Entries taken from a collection
══════════

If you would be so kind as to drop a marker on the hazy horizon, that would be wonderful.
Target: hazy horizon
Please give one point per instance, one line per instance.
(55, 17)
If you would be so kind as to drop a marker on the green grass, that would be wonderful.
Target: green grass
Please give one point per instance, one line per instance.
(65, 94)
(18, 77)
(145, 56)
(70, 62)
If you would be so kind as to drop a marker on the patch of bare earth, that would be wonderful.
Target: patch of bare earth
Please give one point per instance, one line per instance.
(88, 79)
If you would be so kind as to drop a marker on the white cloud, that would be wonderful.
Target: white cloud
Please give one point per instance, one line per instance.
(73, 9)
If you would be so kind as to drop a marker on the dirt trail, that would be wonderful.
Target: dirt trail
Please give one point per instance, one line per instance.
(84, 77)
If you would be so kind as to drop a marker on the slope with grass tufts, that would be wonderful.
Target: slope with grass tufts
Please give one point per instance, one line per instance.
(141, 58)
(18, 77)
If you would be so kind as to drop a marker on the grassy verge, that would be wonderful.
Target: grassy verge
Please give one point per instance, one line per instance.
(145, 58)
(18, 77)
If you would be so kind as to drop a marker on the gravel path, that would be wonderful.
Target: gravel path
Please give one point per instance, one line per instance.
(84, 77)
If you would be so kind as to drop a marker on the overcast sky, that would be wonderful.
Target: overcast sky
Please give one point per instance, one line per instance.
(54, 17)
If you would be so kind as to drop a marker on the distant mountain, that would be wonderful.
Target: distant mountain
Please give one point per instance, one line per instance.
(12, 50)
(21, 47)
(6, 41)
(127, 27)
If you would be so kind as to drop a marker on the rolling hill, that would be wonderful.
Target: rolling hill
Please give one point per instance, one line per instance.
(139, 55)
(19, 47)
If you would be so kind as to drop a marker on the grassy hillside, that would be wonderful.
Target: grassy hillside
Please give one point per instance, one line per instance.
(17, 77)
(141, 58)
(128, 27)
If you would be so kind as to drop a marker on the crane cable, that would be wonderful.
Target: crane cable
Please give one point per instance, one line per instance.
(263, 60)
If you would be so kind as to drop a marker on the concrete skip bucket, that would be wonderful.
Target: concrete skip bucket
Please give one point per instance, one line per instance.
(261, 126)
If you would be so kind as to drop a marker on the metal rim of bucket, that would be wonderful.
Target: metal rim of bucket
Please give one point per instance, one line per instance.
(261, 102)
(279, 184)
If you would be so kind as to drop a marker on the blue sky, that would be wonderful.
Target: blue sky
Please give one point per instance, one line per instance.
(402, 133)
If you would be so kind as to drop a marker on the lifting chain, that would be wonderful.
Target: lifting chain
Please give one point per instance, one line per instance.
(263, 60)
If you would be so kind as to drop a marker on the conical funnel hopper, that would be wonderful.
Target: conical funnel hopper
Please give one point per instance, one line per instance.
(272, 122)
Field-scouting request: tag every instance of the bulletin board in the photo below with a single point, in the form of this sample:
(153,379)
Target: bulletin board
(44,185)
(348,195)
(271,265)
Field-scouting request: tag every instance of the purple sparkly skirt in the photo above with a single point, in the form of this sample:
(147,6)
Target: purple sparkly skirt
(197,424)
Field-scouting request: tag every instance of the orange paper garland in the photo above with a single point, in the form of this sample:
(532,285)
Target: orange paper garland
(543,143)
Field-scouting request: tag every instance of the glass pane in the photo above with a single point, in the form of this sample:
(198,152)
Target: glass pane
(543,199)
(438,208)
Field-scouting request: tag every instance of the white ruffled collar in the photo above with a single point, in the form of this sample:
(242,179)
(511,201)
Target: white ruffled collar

══════════

### Work task
Give back, exactly and with nothing added, the lines from the line containing "Target: glass pane" through the final line of the records above, both of them included.

### Task result
Target: glass pane
(543,199)
(438,208)
Field-scouting request: tag every instance of the white ruffled collar in the photo above with a single point, in the form of this sample:
(242,179)
(511,201)
Target: white ruffled collar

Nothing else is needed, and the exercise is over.